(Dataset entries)
□ □ □ □ □

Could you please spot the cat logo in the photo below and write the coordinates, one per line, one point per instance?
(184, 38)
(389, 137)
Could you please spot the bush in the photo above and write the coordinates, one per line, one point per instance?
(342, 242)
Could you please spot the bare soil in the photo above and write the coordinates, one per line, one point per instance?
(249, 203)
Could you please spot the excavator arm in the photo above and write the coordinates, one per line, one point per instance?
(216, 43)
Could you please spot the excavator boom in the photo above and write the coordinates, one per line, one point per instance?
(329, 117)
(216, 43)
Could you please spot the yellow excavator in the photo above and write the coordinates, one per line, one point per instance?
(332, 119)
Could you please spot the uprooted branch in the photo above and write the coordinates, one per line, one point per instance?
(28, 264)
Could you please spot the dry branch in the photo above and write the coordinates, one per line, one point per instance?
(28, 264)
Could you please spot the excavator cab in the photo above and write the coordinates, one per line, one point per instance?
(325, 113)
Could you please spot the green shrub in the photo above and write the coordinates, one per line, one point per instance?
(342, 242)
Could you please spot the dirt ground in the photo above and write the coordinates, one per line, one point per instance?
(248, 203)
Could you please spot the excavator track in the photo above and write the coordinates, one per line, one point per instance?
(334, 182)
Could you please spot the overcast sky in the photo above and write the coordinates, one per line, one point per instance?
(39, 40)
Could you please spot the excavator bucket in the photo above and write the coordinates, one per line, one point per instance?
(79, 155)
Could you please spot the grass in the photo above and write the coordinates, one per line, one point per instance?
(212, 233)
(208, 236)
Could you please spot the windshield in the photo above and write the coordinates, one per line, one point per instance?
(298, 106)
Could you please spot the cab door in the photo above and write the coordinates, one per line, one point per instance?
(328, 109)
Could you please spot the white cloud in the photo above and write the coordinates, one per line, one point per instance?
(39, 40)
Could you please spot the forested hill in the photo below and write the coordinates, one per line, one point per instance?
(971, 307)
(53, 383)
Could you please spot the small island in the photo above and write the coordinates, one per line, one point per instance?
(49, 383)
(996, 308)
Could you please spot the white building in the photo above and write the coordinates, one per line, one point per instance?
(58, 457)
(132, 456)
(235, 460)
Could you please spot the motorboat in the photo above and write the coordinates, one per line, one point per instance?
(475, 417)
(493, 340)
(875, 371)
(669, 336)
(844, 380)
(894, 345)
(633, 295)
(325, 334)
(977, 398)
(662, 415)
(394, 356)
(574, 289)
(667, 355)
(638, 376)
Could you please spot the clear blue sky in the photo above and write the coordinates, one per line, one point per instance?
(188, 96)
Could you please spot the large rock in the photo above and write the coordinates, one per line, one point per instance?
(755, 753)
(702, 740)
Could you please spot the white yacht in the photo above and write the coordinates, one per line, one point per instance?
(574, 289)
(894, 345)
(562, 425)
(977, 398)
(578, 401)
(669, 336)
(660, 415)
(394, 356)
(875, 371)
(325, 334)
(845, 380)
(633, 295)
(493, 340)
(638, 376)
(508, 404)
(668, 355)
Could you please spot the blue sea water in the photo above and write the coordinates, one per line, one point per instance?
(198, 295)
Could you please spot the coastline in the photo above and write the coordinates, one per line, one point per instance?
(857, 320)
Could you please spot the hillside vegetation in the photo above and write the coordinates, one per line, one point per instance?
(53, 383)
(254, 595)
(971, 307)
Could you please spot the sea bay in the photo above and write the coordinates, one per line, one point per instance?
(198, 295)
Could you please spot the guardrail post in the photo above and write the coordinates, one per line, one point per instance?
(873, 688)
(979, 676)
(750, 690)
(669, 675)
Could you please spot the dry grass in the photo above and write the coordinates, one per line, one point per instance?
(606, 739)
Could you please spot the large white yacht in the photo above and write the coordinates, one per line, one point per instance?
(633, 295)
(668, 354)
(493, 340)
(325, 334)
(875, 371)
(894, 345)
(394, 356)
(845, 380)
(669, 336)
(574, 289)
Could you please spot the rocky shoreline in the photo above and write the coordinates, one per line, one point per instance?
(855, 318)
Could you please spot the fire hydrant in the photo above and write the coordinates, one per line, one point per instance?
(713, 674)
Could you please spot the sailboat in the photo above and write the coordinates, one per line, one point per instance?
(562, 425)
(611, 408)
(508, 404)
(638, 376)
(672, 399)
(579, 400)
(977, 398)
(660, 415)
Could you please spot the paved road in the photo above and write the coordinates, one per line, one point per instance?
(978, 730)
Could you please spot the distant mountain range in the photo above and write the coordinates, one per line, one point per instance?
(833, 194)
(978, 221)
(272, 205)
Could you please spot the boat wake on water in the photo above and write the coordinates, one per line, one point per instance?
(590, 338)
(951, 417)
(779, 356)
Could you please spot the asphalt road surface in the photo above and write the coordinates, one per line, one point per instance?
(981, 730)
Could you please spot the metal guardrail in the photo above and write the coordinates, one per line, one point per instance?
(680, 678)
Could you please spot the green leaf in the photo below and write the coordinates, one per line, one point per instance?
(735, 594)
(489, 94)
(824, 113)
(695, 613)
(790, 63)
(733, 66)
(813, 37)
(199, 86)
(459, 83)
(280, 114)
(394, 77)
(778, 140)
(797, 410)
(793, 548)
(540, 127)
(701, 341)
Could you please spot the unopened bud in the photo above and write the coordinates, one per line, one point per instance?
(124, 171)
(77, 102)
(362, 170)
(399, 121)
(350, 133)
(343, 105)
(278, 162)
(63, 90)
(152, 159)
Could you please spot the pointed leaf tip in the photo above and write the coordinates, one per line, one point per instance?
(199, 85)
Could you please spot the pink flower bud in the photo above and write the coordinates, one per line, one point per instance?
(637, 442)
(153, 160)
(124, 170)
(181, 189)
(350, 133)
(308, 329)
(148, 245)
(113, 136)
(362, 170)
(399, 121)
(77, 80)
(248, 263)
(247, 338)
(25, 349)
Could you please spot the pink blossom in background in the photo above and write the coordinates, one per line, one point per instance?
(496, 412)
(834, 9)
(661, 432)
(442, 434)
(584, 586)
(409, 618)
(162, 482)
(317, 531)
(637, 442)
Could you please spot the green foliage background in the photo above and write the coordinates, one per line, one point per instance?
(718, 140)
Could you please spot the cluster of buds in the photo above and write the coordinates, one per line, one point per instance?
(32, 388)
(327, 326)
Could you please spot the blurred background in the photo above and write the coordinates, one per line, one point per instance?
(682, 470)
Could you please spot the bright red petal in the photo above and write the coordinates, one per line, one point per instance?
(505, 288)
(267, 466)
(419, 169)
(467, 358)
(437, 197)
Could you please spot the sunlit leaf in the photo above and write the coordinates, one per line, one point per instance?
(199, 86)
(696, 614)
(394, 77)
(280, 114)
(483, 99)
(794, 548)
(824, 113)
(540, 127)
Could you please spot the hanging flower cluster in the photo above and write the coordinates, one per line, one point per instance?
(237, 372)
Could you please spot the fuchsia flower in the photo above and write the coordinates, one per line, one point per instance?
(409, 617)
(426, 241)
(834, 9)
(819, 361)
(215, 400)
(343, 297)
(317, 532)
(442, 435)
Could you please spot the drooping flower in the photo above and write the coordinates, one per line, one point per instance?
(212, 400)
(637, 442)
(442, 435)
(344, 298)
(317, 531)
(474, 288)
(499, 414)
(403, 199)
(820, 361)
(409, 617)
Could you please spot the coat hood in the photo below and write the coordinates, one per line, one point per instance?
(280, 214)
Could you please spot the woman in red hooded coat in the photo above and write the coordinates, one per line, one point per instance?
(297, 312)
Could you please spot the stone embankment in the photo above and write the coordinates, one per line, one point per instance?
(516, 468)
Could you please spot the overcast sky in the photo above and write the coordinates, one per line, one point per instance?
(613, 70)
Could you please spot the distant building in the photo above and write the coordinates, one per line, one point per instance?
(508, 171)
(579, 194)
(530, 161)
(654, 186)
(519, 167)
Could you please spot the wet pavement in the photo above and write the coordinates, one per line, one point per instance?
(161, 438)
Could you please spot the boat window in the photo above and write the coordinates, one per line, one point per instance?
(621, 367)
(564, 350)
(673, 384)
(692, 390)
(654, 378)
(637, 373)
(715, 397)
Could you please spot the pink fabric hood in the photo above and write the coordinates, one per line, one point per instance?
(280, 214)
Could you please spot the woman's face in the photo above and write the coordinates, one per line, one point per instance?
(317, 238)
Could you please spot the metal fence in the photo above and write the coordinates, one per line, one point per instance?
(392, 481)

□ □ □ □ □

WHAT IS NEEDED: Beginning with the line that contains "Could you please spot the distant building" and ending with the last line of the data above, return those lines exactly and nothing else.

ANSWER SPACE:
Could you please spot the distant building in the photo above and write the coordinates, one per line, one point per instance?
(508, 171)
(579, 194)
(530, 161)
(654, 186)
(519, 167)
Could you please spot the wet pavement in the photo above and write the coordinates, one per line, one point per instance?
(161, 438)
Could you please spot the boat window in the photo above and write the coordinates, one per line, one point per instance?
(621, 367)
(564, 350)
(673, 384)
(692, 390)
(654, 378)
(637, 373)
(715, 397)
Could you please spot the pink fabric hood in the photo above and write the coordinates, one per line, one point per instance?
(280, 214)
Could you please spot the woman's face in the photo above and write the coordinates, one per line, one point per instance?
(317, 238)
Could you please spot the metal fence in the photo above and write the coordinates, one per line, one point per instance?
(392, 481)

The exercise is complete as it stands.